▶ **EXERCISE PROMPT**
Please rewrite all of the material below as a numbered list with one line per entry, leaving out any blank lines.

▶ **RECORDS FOR THE TASK**
──────

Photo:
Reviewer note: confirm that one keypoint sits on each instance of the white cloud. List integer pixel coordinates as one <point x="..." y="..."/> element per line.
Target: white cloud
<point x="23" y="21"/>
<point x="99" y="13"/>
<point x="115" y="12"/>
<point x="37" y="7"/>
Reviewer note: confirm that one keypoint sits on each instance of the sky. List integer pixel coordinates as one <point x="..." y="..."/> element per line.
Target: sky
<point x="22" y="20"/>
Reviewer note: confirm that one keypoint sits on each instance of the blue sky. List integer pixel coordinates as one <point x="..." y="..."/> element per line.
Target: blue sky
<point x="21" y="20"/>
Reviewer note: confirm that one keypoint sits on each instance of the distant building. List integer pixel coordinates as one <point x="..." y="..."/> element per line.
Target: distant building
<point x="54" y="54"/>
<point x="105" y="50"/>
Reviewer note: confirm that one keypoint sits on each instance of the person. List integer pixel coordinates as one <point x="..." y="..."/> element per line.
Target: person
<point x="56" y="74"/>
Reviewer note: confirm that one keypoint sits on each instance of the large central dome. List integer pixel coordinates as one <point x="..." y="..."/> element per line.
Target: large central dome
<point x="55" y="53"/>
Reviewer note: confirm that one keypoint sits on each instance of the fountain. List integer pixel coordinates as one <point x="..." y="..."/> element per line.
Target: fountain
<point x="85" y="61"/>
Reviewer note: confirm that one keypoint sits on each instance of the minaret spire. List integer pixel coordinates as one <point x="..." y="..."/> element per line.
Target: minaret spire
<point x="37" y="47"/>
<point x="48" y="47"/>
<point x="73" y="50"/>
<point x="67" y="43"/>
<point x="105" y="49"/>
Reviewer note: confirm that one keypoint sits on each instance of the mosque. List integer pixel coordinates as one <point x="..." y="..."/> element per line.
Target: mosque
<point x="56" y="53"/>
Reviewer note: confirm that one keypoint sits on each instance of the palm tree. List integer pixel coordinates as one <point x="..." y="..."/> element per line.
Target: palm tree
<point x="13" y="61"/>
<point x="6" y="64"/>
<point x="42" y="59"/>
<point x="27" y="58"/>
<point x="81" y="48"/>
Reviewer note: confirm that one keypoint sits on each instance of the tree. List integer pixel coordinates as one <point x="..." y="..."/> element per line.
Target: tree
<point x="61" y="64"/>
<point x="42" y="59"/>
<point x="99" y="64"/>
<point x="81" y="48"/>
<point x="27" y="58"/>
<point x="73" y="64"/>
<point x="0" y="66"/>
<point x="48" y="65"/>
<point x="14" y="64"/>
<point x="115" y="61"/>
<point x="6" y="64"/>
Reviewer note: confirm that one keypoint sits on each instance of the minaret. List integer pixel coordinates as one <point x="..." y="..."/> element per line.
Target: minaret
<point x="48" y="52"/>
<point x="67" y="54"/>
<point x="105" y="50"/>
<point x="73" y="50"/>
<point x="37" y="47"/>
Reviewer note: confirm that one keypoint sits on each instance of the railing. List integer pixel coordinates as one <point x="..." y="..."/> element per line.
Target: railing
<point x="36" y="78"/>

──────

▶ **TASK RESPONSE**
1. Photo:
2. Reviewer note: confirm that one keypoint sits on each instance of the white cloud. List integer pixel coordinates as one <point x="..." y="..."/> element per line.
3. Target: white cloud
4. <point x="23" y="21"/>
5. <point x="99" y="13"/>
6. <point x="115" y="12"/>
7. <point x="37" y="7"/>
8. Reviewer note: confirm that one keypoint sits on each instance of the sky. List integer pixel coordinates as one <point x="..." y="..."/> element per line.
9. Target: sky
10. <point x="22" y="20"/>
11. Reviewer note: confirm that one keypoint sits on each instance of the blue sky. List integer pixel coordinates as one <point x="..." y="..."/> element per line.
12. Target: blue sky
13. <point x="21" y="20"/>
14. Reviewer note: confirm that one keypoint sits on each instance of the distant building. List integer pixel coordinates as one <point x="..." y="..."/> element per line.
15. Target: distant building
16. <point x="54" y="54"/>
17. <point x="105" y="50"/>
18. Reviewer note: confirm that one keypoint sits on each instance of the person. List integer pixel coordinates as one <point x="..." y="..."/> element per line.
19. Target: person
20. <point x="56" y="74"/>
21. Reviewer note: confirm that one keypoint sits on each instance of the large central dome. List integer pixel coordinates as one <point x="..." y="..."/> element per line.
22. Target: large central dome
23. <point x="55" y="53"/>
24. Reviewer note: confirm that one keypoint sits on each instance of the fountain. List integer pixel coordinates as one <point x="..." y="..."/> element per line.
25. Target: fountain
26. <point x="85" y="61"/>
27. Reviewer note: confirm that one keypoint sits on each instance of the minaret spire. List integer pixel coordinates as one <point x="..." y="..."/> element per line.
28. Target: minaret spire
29. <point x="37" y="47"/>
30. <point x="48" y="47"/>
31. <point x="73" y="50"/>
32. <point x="67" y="43"/>
33. <point x="105" y="49"/>
34. Reviewer note: confirm that one keypoint sits on each instance of the mosque. List integer pixel coordinates as one <point x="..." y="..."/> element per line.
35. Target: mosque
36. <point x="56" y="53"/>
37. Reviewer note: confirm that one keypoint sits on each instance of the palm tree. List integer pixel coordinates as one <point x="..." y="..."/> element per line.
38. Target: palm tree
39. <point x="13" y="61"/>
40. <point x="6" y="64"/>
41. <point x="42" y="59"/>
42. <point x="27" y="58"/>
43. <point x="81" y="48"/>
44. Reviewer note: confirm that one keypoint sits on each instance of the tree. List integer pixel coordinates as one <point x="..." y="..."/> element per line.
45. Target: tree
46. <point x="61" y="64"/>
47. <point x="42" y="59"/>
48. <point x="99" y="64"/>
49. <point x="81" y="48"/>
50. <point x="27" y="58"/>
51. <point x="73" y="64"/>
52. <point x="0" y="66"/>
53. <point x="48" y="65"/>
54. <point x="14" y="64"/>
55. <point x="115" y="61"/>
56. <point x="6" y="64"/>
57. Reviewer note: confirm that one keypoint sits on each instance of the minaret. List integer pixel coordinates as one <point x="..." y="..."/> element per line.
58. Target: minaret
59. <point x="48" y="52"/>
60. <point x="67" y="54"/>
61. <point x="105" y="50"/>
62. <point x="73" y="50"/>
63. <point x="37" y="47"/>
64. Reviewer note: confirm that one keypoint sits on each instance of the railing. List integer pixel coordinates as one <point x="..." y="..."/> element per line.
65. Target: railing
66. <point x="36" y="78"/>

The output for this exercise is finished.